> **O que fazer**
1. No texto sobre a seleção do Iraque na Copa do Mundo, por qual treinador Edu Coimbra foi trocado em maio?
2. Dê continuidade ao texto sobre a seleção do Iraque na Copa do Mundo a partir da última frase apresentada.

> **Trecho do documento**
········
A vinda de Rubens Lopes e José Antônio acabou não se concretizando. Jorge Vieira não foi à Copa do Mundo: como as revistas Placar do início de 1986 trouxeram, as brigas internas apareceram. A revista n. 819, de fevereiro de 1986, menciona que Edu Coimbra voltou ao Iraque 12 dias antes de Jorge Vieira e mudou todo o planejamento de preparação, forçando o último a rescindir seu contrato. Um mês depois, a Placar n. 823 relatou o fato como uma briga entre o treinador e seu então assistente. Na Placar n. 829, de abril, Edu deu sua versão do fato, dizendo que “Jorge Vieira queria vir embora antes do fim das eliminatórias, pois estava doente”.
Edu teve uma passagem muito curta como treinador do Iraque, durando somente um jogo, um empate por 1-1 com a Romênia. Ao ser perguntado sobre uma possível demissão do comando dos Leões da Mesopotâmia, disse que “os iraquianos queriam outro técnico para compor a comissão técnica” e que os boatos partem “de um amigo de Jorge Vieira”. Sob circunstâncias pouco esclarecidas, Edu foi trocado por Evaristo de Macedo em maio, a um mês da Copa do Mundo. Alguns nomes conhecidos, como Rubens Minelli e Zagallo, chegaram a ser cogitados.
Chegando praticamente em cima da viagem, o primeiro problema para Evaristo de Macedo apareceu antes da estreia. O líbero Adnan Dirjal, atual Ministro da Juventude e dos Esportes do Iraque e na época uma das peças defensivas mais importantes, lesionou o tornozelo esquerdo num jogo-treino contra o Toluca e foi cortado. Tal como oito dos 22 convocados à Copa do Mundo, Dirjal jogava no Al-Rasheed, o clube fundado por Uday Hussein. As mudanças também aconteceram fora do elenco: saiu o tradicional uniforme verde e branco, as cores utilizadas pela seleção por muito tempo, vieram uma camisa azul e outra amarela, por decisão da própria federação local.
A estreia ocorreu diante do Paraguai no Nemesio Díez, em Toluca. Foi o jogo mais parelho da campanha, com um gol anulado dos iraquianos e a atuação decisiva de Romerito a favor dos paraguaios, o jogador que marcou o gol solitário da partida. Quatro dias depois, a segunda partida contra a Bélgica foi mais complicada, com Basil Hanna expulso após a Bélgica fazer 2-0. Ainda assim, Ahmed Rahdi conseguiu marcar um gol de honra. Após duas partidas em Toluca, o jogo derradeiro seria no Azteca, na Cidade do México.
········
> **Informações extraídas**
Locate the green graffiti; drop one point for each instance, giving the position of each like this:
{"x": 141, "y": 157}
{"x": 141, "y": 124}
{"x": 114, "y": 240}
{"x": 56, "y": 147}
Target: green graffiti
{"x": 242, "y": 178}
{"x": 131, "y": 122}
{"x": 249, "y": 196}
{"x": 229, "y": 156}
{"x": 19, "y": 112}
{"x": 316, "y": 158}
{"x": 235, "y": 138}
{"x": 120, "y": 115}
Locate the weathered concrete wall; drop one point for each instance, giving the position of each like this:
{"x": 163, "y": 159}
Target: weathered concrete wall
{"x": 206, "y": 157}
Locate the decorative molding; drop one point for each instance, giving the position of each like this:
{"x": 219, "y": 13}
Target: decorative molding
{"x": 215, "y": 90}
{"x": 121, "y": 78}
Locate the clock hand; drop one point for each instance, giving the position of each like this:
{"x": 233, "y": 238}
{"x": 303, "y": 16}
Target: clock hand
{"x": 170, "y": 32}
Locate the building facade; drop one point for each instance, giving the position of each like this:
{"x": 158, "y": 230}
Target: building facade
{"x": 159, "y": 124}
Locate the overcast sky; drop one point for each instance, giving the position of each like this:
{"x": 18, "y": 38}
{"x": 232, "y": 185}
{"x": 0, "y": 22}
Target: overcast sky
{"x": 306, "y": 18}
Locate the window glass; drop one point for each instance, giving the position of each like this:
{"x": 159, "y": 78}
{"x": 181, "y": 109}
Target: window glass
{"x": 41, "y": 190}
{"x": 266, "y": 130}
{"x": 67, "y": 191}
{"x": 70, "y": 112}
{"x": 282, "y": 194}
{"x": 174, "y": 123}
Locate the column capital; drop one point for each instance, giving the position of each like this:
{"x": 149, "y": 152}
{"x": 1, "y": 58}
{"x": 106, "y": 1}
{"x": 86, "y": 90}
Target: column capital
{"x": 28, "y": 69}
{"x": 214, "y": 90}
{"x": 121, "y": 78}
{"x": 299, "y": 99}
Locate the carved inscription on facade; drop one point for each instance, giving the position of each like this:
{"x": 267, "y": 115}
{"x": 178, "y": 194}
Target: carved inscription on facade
········
> **Respostas da atividade**
1. Evaristo de Macedo.

2.
Era um jogo especial diante dos donos da casa, que faziam uma grande campanha e tinham totais condições de terminar a chave em primeiro lugar. O Iraque também poderia se classificar com uma vitória, mas dependeria de uma combinação de resultados para fechar o grupo como um dos melhores terceiros. A vitória não veio e a Revista Placar n. 839 definiu o jogo, que teve público superior a 100 mil pessoas, como uma partida sem o poderio ofensivo do México, pois Hugo Sánchez cumpria suspensão após levar dois cartões amarelos. Coube ao zagueiro Fernando Quirarte tirar o zero do placar e concluir a campanha iraquiana na Copa do Mundo.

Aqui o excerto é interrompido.